- Text extract
Once upon a time you dressed so fine
You threw the bums a dime in your prime, didn't you?
People'd call, say, "Beware doll, you're bound to fall"
You thought they were all kiddin' you
You used to laugh about
Everybody that was hangin' out
Now you don't talk so loud
Now you don't seem so proud
About having to be scrounging for your next meal.

How does it feel
How does it feel
To be without a home
Like a complete unknown
Like a rolling stone?

Yes, “Like a Rolling Stone” shot to the number two place in Billboard top ten (just behind the Beatles), which made it appear to some a sell out.  Commercial success had to be corrupt.  “There’s no success like failure.”  Despite this, the writers and critics who prophesy with their pens began to be discuss his song lyrics as poetry.  Some made extravagant claims: Robert Shelton claimed that Dylan added more to the English language than anyone since Shakespeare.  Others gave extravagant dismissals.

But while “Desolation Row” was sometimes compared to Eliot’s The Waste Land, most obviously because of the titles, the two are really quite different.  Eliot’s poem is for the eye and the intellect.  It is so filled with obscure allusions that he had to add footnotes to identify them—and to be sure he wasn’t accused of plagiarism.  Later, after Eliot converted to Christianity, joining the Church of England, and after his turn to theater as a literary form, he even said, “I wasn’t even bothering whether I understood what I was saying” in the poem.   The Waste Land portrays a dead land where there is thunder but no rain, where people lead meaningless lives, waiting for some kind of redemption.  Dylan’s song is really quite different.  It is for the ear and appeals to both the mind and the emotions.  Because it is heard on the radio and the phonograph it is experienced repeatedly, not just once.  It becomes internalized because of the medium through which it comes to us.

- Records provided
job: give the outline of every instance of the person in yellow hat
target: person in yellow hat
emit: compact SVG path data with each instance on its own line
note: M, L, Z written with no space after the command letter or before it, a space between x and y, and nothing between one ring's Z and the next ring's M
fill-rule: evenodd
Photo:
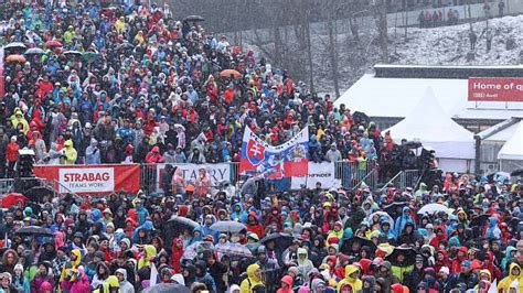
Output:
M360 280L360 269L356 265L349 264L345 267L345 279L338 282L338 292L341 292L345 285L350 285L352 292L360 292L362 290L363 282Z
M250 293L255 286L264 285L262 280L262 269L259 264L254 263L247 267L247 279L245 279L241 286L241 293Z

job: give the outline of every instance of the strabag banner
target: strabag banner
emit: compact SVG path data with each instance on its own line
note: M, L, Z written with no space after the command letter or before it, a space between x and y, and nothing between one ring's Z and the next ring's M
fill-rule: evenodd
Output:
M267 180L303 177L308 174L309 128L284 144L273 146L246 127L242 141L239 173Z
M316 188L317 183L321 183L322 188L338 188L341 186L341 181L334 177L333 162L309 162L308 169L307 177L293 177L290 181L292 189L301 188L302 185L307 188Z
M34 175L57 181L61 193L109 194L137 193L140 189L140 165L35 165Z
M196 182L199 176L199 171L205 169L206 173L211 177L213 186L217 186L222 182L231 183L231 164L221 163L221 164L170 164L173 167L177 167L175 174L181 175L185 183ZM166 164L157 164L157 192L163 191L162 180L163 180L163 170Z

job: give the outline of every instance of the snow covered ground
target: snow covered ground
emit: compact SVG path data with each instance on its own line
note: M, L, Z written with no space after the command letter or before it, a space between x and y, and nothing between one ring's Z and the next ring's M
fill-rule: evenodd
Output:
M462 24L437 29L410 29L407 41L401 37L393 43L394 63L420 65L516 65L523 63L523 15L489 20L488 26L493 36L490 52L487 52L484 33L487 22L477 22L472 25L478 35L473 61L467 61L467 53L470 52L470 28L469 24ZM511 50L508 50L508 42L513 42Z
M314 28L316 26L316 28ZM316 89L319 93L333 93L332 75L330 72L328 51L328 35L323 28L318 25L311 30L311 45L313 52L313 68ZM517 65L523 64L523 15L505 17L489 20L488 26L492 32L492 48L487 52L484 30L487 22L472 24L478 35L476 57L467 61L470 52L469 24L441 26L434 29L408 28L407 37L402 28L389 28L388 51L392 64L412 65ZM360 42L354 42L348 26L338 28L340 93L343 94L364 73L372 70L372 66L380 62L380 50L375 37L375 28L360 28ZM268 32L263 32L266 40L270 40ZM248 44L260 53L256 46ZM289 41L290 42L290 41ZM506 43L512 43L508 50ZM270 43L266 43L270 45Z

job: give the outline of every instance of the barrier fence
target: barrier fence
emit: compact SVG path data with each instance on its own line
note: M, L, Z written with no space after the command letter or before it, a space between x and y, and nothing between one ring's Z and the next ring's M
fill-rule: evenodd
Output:
M286 189L299 188L300 185L314 186L322 183L323 188L357 188L363 184L375 189L378 184L378 165L374 162L313 163L310 162L307 178L293 178L296 183L285 186ZM200 169L205 169L212 178L212 188L223 187L223 183L238 185L246 177L239 173L239 163L218 164L171 164L183 176L184 182L194 184ZM35 175L42 178L45 186L58 194L108 193L108 191L162 193L162 175L166 164L102 164L102 165L35 165ZM136 173L130 173L135 170ZM134 175L135 174L135 175ZM414 181L413 175L405 175L405 181ZM131 184L132 183L132 184ZM12 191L13 180L0 180L0 193ZM126 189L126 188L129 188Z

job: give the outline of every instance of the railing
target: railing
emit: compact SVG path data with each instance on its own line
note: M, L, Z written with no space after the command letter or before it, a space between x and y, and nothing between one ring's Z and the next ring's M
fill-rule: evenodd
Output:
M388 186L394 186L398 189L405 189L406 187L417 188L421 181L421 170L405 170L398 172L394 177L383 185L380 192L383 192Z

- Objective
Please carry on the essay about Dylan's song lyrics, starting right after its final sentence.

- Expected answer
But the down side of that medium is that we may hear without listening.  Desolation Row is not the place inhabited by all the bizarre characters described in the song, as many who comment about it seem to think.  Rather it is the state of mind from which the speaker and his lady look out on these bizarre scenes.  Listen to verse one:

They're selling postcards of the hanging
They're painting the passports brown
The beauty parlor is filled with sailors
The circus is in town
Here comes the blind commissioner
They've got him in a trance
One hand is tied to the tight-rope walker
The other is in his pants
And the riot squad they're restless
They need somewhere to go
As Lady and I look out tonight
From Desolation Row

The preposition “from” in the final line is so unexpected that many listeners miss it.  
But as we see from the other verses, Dylan continues to stress the point that Desolation Row is not where we find the superhuman crew and the insurance men, it is the place they are intent on preventing us from visiting:

Now at midnight all the agents
And the superhuman crew
Come out and round up everyone
That knows more than they do
Then they bring them to the factory
Where the heart-attack machine
Is strapped across their shoulders
And then the kerosene
Is brought down from the castles
By insurance men who go
Check to see that nobody is escaping
To Desolation Row

Those who are on Desolation Row see through the games.  The super human crew and the insurance men are there to see that no one escapes to Desolation Row, to, another preposition that makes the point.  The final verse makes it clear that those who do see things this way don’t want to hear from those who don’t have eyes to see or ears to hear:

Yes, I received your letter yesterday
(About the time the door knob broke)
When you asked how I was doing
Was that some kind of joke?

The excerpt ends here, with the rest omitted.